You would think that passing legislation to prohibit surprise billing would be easy and pretty non-controversial. After all, who wouldn’t agree that an innocent patient who is trying to use the in-network system shouldn’t get snookered with a bill from an out-of-network doctor who by happenstance becomes part of the care team? For example, the on-call radiologist or emergency room doctor who is out-of-network is asked by the facility to participate in a surgical procedure and later bills a non-discounted amount for services which now fall into the out-of-network bucket. Out-of-network charges often have large deductibles and coinsurance, so the patient is left with an uncovered charge. This is especially egregious since these out-of-network doctors might be lurking around, fully knowing that the patient isn’t going to have a choice – they are already under or about to go under the knife.
So, Congress is planning to pass a bill that prohibits patients from getting billed without affirmative consent. Makes sense, EXCEPT what happens now? Under what basis is this doctor to get paid? It would seem easy to establish a protocol such as average in-network reimbursement for the procedure billed but this can vary materially by network contract. And if the patient is protected is the plan also protected? In other words, if the patient can’t receive a surprise bill would the excess be shifted to the payer plan or would the provider have to accept the reduced payment?
##########
Aim of the task
What comes next in the surprise billing text? Continue it from the point where it stops.
##########
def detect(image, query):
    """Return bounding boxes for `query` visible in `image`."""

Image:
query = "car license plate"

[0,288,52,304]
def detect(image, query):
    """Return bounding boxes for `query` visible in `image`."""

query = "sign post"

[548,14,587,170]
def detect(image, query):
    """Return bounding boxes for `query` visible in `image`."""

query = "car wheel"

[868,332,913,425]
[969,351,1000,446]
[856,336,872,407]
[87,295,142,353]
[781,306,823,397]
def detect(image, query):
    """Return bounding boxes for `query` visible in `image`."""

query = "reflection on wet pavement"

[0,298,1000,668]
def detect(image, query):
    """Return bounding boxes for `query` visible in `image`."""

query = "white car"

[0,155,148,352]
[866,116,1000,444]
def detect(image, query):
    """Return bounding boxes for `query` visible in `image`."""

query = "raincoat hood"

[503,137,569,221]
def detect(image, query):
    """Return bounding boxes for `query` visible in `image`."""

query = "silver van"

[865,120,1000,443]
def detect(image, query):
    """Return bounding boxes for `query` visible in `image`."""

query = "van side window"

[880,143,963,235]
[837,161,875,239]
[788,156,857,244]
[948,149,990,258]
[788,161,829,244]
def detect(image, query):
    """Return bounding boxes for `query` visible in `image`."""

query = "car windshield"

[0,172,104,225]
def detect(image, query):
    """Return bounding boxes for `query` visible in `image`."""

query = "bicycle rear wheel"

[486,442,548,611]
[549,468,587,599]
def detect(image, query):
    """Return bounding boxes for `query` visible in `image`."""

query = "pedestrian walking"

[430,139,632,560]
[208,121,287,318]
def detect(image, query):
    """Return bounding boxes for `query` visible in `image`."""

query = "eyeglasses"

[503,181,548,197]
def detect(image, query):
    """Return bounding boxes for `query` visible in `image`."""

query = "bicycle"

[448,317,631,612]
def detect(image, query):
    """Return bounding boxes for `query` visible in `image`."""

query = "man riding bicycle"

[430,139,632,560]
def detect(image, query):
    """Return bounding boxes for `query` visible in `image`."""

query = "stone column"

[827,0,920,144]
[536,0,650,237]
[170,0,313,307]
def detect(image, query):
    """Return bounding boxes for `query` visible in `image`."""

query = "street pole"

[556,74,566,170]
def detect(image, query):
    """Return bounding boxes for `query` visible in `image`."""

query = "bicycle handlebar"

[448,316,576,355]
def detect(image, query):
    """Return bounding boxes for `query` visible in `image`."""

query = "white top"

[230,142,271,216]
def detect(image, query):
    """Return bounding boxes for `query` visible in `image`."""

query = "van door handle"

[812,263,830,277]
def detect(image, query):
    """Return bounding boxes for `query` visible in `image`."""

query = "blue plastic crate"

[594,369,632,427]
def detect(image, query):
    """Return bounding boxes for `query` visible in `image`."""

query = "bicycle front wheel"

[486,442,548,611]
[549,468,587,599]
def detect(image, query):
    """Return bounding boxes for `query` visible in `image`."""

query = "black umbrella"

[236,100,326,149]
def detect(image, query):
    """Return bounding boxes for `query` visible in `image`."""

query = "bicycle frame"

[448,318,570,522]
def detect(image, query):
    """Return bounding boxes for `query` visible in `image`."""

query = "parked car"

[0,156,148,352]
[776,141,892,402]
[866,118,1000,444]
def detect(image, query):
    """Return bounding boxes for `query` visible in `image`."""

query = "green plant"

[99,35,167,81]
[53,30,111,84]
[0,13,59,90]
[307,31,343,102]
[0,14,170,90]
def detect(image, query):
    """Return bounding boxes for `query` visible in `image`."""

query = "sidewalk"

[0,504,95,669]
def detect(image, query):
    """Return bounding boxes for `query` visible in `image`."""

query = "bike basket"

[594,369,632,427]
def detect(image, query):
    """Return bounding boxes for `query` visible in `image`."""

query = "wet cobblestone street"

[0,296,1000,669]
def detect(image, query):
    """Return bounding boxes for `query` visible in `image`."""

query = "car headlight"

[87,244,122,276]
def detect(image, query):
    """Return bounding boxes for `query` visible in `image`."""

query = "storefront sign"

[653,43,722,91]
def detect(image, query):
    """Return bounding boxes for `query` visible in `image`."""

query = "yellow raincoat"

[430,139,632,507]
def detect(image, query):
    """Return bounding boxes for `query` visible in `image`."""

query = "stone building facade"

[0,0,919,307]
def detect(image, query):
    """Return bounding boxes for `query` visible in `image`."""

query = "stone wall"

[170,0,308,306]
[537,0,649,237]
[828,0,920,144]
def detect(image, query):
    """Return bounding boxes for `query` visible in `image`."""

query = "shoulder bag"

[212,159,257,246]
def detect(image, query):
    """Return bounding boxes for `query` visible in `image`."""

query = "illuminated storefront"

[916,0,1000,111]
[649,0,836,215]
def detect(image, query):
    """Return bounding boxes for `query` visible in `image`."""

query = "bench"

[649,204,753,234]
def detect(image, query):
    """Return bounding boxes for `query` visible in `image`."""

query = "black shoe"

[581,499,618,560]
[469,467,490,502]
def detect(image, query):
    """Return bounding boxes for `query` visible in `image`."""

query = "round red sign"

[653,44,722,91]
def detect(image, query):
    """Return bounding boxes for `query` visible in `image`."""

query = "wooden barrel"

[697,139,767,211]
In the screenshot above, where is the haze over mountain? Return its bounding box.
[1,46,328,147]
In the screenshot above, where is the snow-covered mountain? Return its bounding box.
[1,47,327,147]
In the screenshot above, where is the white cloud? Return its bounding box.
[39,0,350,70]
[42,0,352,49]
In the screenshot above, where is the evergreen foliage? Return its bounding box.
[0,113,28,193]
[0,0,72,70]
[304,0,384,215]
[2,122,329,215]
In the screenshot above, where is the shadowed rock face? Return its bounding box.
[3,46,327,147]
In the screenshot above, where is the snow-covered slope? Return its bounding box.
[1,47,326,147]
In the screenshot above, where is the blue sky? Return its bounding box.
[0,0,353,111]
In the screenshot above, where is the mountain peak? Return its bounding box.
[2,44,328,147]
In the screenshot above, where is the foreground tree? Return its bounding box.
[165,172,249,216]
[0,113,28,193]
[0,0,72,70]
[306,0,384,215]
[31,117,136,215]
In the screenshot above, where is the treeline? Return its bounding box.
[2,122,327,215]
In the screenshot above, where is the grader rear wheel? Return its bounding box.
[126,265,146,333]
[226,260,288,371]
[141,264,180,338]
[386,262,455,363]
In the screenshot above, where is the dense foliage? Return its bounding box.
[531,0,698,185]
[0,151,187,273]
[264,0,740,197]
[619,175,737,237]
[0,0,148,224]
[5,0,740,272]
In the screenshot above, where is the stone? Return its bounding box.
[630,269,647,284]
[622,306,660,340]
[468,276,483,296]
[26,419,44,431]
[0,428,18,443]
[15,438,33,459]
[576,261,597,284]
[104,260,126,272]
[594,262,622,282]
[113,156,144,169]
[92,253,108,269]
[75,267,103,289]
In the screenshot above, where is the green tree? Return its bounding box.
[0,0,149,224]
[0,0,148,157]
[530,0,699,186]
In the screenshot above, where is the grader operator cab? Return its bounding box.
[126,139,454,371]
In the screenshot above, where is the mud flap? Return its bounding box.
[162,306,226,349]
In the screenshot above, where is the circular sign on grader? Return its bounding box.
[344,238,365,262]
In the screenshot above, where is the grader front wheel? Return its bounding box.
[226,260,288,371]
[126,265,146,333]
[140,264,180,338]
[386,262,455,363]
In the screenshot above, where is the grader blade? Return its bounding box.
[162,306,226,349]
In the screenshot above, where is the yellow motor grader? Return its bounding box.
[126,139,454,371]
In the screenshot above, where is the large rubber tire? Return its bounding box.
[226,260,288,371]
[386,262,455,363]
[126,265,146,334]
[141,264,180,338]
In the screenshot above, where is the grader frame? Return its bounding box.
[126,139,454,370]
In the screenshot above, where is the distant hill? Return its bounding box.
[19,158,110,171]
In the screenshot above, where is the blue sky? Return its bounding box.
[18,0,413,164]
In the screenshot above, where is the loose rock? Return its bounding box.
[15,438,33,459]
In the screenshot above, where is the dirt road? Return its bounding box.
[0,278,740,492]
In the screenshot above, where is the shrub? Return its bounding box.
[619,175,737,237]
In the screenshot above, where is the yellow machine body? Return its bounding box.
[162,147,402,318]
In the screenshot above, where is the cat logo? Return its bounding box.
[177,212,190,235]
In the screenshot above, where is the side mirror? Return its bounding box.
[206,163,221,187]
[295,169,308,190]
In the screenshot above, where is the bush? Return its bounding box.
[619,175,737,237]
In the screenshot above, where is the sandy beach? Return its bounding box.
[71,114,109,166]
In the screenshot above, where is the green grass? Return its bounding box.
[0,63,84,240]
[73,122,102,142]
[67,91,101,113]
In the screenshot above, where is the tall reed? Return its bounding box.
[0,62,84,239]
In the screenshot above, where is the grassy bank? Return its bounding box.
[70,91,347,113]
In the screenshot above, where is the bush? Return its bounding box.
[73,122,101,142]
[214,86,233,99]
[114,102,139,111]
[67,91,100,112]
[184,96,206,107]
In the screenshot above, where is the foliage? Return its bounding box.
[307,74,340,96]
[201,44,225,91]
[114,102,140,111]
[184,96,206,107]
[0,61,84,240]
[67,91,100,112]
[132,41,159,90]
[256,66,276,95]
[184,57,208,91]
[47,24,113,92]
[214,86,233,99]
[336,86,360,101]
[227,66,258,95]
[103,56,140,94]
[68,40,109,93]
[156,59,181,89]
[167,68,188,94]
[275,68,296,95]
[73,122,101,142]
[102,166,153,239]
##########
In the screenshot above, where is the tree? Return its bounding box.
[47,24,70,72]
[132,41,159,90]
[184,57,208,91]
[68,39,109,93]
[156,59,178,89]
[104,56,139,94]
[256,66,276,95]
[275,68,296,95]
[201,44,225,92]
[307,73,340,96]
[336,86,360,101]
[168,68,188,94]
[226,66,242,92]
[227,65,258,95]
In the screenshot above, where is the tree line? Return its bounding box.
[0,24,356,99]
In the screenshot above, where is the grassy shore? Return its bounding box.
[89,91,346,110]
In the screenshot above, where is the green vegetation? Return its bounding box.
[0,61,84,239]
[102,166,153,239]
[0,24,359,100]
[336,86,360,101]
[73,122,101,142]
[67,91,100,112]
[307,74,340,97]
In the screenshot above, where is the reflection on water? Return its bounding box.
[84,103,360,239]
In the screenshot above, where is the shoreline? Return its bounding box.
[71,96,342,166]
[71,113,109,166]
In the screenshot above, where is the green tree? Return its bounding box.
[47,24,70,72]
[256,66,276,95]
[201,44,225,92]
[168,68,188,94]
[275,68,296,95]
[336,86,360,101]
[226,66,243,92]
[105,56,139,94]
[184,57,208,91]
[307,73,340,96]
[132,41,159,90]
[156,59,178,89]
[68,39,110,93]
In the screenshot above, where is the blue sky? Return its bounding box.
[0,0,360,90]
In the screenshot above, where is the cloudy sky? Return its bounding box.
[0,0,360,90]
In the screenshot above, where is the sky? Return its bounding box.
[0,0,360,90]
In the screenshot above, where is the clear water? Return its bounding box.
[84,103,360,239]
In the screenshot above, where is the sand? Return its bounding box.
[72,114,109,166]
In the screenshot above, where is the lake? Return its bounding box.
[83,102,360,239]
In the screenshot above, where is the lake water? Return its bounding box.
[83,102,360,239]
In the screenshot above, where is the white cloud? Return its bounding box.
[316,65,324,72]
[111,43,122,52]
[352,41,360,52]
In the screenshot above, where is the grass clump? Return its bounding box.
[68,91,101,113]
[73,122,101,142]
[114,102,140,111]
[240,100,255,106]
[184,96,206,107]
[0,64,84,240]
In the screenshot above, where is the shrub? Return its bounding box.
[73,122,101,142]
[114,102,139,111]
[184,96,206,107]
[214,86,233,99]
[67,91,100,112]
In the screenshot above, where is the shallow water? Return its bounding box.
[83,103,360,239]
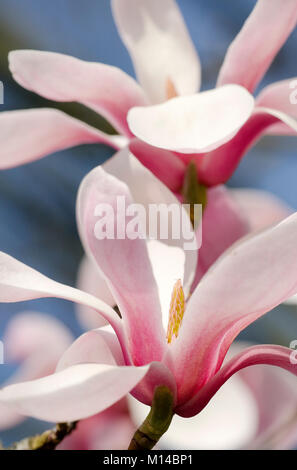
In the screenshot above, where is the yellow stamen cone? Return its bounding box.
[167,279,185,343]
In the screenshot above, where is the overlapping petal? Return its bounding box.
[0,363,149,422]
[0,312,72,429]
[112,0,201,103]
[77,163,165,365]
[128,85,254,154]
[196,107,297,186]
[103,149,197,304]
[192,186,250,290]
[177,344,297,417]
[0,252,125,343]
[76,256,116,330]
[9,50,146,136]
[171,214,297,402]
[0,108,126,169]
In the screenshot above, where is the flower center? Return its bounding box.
##########
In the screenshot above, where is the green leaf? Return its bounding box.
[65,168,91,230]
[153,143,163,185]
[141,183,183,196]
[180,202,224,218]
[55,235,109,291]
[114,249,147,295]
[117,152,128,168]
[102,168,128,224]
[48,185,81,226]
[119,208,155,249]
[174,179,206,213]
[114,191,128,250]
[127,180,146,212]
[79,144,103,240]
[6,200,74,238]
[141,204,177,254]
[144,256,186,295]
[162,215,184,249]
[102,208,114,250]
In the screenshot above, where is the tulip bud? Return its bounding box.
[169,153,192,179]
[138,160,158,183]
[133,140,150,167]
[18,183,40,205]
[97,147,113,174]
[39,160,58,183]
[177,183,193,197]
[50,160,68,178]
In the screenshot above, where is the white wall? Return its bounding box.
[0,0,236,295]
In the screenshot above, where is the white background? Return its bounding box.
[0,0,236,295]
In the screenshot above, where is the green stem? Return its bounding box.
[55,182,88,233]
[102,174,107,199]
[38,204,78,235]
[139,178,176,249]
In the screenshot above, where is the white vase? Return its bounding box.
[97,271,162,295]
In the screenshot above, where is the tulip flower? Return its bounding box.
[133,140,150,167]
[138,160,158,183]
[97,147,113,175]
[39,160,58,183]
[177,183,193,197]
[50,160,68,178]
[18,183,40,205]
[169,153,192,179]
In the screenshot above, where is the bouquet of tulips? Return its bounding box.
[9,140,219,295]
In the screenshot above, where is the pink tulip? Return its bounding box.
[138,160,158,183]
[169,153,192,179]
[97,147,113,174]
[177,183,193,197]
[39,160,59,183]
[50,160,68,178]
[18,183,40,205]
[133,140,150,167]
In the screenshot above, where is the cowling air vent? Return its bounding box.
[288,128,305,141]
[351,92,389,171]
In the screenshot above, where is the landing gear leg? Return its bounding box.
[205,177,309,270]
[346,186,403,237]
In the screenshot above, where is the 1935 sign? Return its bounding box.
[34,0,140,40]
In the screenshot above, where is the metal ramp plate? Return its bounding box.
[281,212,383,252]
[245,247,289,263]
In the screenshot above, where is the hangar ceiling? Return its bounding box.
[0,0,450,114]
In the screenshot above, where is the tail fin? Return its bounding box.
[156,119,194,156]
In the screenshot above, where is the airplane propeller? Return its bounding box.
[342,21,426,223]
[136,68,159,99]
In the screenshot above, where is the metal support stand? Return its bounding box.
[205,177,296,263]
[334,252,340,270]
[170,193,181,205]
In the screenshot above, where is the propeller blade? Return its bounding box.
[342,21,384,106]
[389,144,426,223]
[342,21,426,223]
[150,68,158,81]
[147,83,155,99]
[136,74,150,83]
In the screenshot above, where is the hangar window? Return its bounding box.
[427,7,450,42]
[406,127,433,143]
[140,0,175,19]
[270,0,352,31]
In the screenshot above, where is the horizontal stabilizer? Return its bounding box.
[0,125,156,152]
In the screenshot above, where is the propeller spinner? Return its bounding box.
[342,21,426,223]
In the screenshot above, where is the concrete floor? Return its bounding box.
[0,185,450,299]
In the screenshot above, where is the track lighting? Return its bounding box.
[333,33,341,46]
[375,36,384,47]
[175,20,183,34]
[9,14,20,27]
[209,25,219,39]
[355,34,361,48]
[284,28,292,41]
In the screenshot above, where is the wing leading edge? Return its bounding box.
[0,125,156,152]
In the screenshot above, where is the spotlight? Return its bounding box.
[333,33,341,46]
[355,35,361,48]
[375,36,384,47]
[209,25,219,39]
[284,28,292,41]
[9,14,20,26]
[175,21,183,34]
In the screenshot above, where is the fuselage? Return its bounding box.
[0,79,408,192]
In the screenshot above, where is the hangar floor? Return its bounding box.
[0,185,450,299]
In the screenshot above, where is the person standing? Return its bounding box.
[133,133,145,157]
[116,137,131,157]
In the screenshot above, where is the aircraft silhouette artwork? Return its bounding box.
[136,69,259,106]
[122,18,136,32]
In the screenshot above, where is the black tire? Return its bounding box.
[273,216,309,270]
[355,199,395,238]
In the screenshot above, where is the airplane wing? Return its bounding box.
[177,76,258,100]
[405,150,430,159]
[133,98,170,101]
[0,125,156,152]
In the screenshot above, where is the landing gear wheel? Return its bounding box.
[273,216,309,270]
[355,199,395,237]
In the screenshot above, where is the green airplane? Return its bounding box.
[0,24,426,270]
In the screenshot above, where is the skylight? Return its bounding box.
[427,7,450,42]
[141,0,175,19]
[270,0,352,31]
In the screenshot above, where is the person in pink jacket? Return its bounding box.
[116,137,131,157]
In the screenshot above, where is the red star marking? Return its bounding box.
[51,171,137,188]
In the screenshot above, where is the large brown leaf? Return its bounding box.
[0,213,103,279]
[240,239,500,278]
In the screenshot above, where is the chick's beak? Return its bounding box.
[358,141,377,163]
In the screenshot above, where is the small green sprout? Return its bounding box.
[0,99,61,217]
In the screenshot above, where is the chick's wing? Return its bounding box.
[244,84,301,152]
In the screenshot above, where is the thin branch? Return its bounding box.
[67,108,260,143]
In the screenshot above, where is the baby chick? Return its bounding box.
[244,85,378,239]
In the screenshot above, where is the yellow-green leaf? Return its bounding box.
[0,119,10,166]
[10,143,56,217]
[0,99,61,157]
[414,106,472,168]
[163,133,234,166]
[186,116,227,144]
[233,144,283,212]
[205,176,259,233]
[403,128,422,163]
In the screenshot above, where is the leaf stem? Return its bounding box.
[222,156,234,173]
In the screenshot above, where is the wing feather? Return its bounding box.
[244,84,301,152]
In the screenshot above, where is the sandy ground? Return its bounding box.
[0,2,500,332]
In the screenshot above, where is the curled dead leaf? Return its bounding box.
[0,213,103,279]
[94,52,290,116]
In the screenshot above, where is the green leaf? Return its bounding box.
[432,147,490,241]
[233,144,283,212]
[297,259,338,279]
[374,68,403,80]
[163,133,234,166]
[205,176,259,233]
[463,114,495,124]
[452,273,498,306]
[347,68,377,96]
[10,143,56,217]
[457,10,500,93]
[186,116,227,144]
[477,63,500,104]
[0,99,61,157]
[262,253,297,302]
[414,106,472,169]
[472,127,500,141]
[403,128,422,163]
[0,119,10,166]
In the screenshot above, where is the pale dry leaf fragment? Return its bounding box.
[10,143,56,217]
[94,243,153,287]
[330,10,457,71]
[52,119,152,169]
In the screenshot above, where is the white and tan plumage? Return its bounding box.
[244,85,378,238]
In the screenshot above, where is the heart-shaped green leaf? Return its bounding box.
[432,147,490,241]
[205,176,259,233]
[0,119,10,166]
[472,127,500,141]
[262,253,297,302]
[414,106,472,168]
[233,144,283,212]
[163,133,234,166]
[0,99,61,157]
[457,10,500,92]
##########
Answer box
The proposed bills will no doubt provide a dispute resolution procedure. And this isn’t easy either. Should a standard be established? If so, what standard? If not, should there be an arbitration provision to clear up disputes? A leading broker group, of which I am a member (the National Association of Health Underwriters [NAHU]), advocates that an arbitration provision would add significant costs to the system since there would be little incentive for the practitioner not to grieve a low reimbursement. They believe that the law should be clear. I agree and also believe the patient and the plan should be protected.
Just one more example of how difficult it is to fix healthcare.